**Your tasks:**
1. For each statement, say yes or no as to whether it agrees with the Gone In 60 Seconds review below, and quote the words from the review that decide it. (a) Dominic Sena directed the film. (b) The review says the film's car chases are filmed with technical aptitude. (c) Paul Cameron wrote the film's music.
2. According to the Gone In 60 Seconds review below, which company is the film's U.S. distributor?

**Text segment:**
----------------------------------------

Cast: Nicolas Cage, Angelina Jolie, Giovanni Ribisi, Robert Duvall, Delroy Lindo, Will Patton, Chi McBride, Scott Caan, Christopher Eccleston, Vinnie Jones, Timothy Olyphant
Director: Dominic Sena
Producers: Jerry Bruckheimer, Mike Stenson
Screenplay: Scott Rosenberg
Cinematography: Paul Cameron
Music: Trevor Rabin
U.S. Distributor: Touchstone Pictures
With Mission: Impossible II, director John Woo showed how the combination of tight editing and filmmaking flamboyance can transform a seemingly ordinary action film into something genuinely exhilarating. Gone In 60 Seconds illustrates the opposite: that bland direction and lifeless action sequences can turn a supposedly exciting experience into a humdrum affair. Instead of offering a heady adrenaline-and-testosterone cocktail, this motion picture, which is plagued by a lack of innovation and a needlessly protracted running length, may cause some viewers to nod off during the proceedings.
Car chases rarely do much for me. They're easily the most boring staple available to the action director, and it's a rare filmmaker who brings enough novelty to one to make it even moderately interesting. For Gone In 60 Seconds, a movie about car thieves that features about a half-dozen car chases, it's especially important to do something rousing, yet the approach employed by director Dominic Sena (Kalifornia) is no better than adequate. His car chases are all filmed with technical aptitude, but they don't get the blood pumping. They are routine and by-the-book, and, as a result, boring. Even the sight of Nicolas Cage driving backwards at a high speed on a crowded road isn't especially interesting or exciting. We know there's no danger. He's not going to die. Even when he performs an act of aerial derring-do that would give Evel Knievel pause, we're more likely to burst out laughing than hold our breaths.
Like all Jerry Bruckheimer films, Gone In 60 Seconds has a slick look but no soul. The characters are paper thin and tearing at the edges, the actors do little more than recite their lines, and the numerous action sequences are aimed squarely at teenage boys. One wonders if car crashes and explosions have replaced the sight of naked women in the average 13-year old male's wet dreams. Apparently Bruckheimer thinks so. (To hedge his bets, however, he hired Angelina Jolie and shows a quick shot of a nameless actress' breasts.)

----------------------------------------

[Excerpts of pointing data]
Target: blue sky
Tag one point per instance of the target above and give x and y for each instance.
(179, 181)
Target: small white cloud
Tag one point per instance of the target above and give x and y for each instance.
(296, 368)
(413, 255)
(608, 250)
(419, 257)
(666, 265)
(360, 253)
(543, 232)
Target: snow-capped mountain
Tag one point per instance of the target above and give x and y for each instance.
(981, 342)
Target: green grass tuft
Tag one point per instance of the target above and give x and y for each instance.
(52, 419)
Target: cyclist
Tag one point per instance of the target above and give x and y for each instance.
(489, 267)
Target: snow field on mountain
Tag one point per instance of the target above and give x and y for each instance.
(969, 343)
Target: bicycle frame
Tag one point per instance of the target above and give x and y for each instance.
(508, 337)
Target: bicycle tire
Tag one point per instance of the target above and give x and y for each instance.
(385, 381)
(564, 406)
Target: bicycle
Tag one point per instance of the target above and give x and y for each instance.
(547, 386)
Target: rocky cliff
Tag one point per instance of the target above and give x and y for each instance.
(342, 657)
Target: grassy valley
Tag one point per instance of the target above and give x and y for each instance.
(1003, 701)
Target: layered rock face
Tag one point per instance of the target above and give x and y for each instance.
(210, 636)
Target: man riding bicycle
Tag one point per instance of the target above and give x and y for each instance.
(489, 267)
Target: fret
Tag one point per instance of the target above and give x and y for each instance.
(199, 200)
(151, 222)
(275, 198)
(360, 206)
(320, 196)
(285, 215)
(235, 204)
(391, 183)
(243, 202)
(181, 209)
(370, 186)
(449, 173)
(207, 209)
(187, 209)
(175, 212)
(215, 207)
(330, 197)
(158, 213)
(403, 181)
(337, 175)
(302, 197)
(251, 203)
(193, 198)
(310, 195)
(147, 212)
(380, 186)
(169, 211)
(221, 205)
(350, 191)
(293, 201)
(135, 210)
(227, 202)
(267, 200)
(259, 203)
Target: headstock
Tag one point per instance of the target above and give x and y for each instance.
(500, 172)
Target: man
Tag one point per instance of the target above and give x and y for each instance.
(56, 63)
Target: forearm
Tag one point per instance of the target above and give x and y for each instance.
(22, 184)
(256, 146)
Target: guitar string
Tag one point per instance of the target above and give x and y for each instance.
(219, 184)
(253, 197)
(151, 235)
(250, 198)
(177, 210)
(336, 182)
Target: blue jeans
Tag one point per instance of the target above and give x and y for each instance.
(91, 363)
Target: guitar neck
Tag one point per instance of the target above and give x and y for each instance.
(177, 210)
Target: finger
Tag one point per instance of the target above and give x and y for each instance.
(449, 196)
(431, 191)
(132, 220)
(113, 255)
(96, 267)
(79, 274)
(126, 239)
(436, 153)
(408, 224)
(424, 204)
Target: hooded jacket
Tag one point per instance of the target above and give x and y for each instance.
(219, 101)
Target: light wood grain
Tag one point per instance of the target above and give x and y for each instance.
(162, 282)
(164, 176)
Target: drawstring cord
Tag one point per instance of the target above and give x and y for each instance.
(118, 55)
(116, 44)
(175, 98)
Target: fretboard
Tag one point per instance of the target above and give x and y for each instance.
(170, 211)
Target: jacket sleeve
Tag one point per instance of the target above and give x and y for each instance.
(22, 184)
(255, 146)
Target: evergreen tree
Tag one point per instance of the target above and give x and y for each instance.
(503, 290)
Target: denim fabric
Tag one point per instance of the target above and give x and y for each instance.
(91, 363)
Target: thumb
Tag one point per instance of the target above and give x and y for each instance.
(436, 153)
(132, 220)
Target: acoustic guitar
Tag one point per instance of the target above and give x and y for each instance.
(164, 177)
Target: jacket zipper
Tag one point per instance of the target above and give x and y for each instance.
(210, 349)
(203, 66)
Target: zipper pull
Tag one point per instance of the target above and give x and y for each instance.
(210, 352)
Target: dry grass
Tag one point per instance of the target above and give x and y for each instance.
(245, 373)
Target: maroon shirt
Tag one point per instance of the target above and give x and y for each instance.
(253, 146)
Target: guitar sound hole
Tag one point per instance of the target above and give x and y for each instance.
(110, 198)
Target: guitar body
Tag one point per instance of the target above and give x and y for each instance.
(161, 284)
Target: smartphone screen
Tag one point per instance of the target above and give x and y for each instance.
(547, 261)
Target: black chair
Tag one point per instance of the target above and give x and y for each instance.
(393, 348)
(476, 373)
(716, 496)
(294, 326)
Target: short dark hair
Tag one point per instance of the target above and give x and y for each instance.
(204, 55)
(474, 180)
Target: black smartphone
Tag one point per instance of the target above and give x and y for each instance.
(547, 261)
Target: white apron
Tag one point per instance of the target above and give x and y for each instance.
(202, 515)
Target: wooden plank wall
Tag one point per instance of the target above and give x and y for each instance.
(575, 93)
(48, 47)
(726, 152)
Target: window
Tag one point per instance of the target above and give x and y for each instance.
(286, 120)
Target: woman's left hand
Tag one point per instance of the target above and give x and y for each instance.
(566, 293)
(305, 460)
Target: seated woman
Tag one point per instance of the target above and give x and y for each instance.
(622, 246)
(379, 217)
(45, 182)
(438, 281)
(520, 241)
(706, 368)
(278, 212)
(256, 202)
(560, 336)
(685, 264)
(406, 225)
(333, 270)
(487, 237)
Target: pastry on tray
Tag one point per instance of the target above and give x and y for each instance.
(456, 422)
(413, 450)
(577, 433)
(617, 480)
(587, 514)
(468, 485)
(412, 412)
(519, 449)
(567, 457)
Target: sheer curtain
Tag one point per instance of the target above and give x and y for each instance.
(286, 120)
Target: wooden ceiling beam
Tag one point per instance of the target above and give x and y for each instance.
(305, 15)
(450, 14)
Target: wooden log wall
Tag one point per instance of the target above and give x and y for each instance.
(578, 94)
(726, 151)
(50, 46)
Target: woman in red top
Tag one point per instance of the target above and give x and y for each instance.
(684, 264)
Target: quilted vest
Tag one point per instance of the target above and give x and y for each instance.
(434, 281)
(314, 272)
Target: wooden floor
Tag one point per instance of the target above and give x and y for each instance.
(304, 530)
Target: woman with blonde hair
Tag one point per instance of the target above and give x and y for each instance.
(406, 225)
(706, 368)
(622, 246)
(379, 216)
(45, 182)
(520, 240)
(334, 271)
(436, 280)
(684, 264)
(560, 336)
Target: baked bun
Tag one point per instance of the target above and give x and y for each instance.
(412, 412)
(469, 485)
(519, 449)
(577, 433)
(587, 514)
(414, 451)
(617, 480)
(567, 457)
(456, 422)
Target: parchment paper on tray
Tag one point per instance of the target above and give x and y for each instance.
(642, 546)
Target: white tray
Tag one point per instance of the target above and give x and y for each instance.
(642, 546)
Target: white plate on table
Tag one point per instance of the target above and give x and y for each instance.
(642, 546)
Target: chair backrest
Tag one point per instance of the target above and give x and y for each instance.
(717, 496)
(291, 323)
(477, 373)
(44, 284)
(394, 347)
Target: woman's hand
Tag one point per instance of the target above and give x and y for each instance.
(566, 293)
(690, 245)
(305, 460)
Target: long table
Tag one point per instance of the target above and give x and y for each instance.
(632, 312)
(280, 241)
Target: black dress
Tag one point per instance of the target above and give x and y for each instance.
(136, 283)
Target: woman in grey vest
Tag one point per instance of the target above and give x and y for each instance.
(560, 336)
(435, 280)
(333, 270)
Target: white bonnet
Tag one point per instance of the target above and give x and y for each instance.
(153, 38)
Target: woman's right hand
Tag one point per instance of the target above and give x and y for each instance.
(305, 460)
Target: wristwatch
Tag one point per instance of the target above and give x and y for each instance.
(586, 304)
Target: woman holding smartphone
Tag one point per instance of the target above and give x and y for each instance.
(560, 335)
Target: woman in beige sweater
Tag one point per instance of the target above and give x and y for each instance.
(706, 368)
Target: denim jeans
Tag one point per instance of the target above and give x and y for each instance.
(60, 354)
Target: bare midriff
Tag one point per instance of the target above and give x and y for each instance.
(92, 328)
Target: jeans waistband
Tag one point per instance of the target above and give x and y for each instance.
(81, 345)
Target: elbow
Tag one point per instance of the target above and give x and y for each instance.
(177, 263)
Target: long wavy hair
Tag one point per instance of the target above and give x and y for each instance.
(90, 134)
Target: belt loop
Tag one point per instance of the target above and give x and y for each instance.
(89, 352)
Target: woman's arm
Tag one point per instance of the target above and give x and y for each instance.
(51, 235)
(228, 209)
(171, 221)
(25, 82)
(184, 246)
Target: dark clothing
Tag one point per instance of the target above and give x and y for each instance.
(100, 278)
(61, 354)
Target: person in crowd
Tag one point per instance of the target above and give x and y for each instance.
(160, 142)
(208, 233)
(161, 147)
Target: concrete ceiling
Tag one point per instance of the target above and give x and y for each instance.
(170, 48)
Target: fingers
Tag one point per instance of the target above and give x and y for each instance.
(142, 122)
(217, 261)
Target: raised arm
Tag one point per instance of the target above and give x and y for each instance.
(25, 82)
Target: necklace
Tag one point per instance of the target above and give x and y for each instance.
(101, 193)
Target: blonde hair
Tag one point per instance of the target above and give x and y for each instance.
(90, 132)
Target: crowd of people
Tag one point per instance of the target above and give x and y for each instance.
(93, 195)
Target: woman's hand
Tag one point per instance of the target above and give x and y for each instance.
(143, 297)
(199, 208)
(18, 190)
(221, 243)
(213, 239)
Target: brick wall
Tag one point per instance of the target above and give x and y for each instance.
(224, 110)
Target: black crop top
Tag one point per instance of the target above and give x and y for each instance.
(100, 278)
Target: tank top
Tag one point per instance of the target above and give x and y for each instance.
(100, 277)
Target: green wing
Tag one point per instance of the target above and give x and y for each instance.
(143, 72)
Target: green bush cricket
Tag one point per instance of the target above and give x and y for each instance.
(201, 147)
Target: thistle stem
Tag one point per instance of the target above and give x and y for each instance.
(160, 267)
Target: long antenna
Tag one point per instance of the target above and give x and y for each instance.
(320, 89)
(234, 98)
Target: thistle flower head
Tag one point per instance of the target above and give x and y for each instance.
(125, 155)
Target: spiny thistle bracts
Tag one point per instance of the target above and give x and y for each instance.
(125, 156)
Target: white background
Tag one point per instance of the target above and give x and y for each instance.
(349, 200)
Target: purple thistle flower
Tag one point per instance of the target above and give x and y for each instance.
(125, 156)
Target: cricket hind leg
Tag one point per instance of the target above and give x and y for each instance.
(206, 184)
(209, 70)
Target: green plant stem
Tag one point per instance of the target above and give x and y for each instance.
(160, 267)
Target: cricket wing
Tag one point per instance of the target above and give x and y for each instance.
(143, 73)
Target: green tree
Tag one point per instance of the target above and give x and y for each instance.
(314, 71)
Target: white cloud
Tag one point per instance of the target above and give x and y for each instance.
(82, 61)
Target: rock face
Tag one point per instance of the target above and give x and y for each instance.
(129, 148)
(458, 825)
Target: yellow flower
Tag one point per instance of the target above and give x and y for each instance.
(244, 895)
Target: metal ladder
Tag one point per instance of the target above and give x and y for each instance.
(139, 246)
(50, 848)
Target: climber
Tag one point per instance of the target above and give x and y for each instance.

----------------------------------------

**Replies:**
1.
(a) Yes: "Director: Dominic Sena"
(b) Yes: "His car chases are all filmed with technical aptitude"
(c) No: "Music: Trevor Rabin"

2. Touchstone Pictures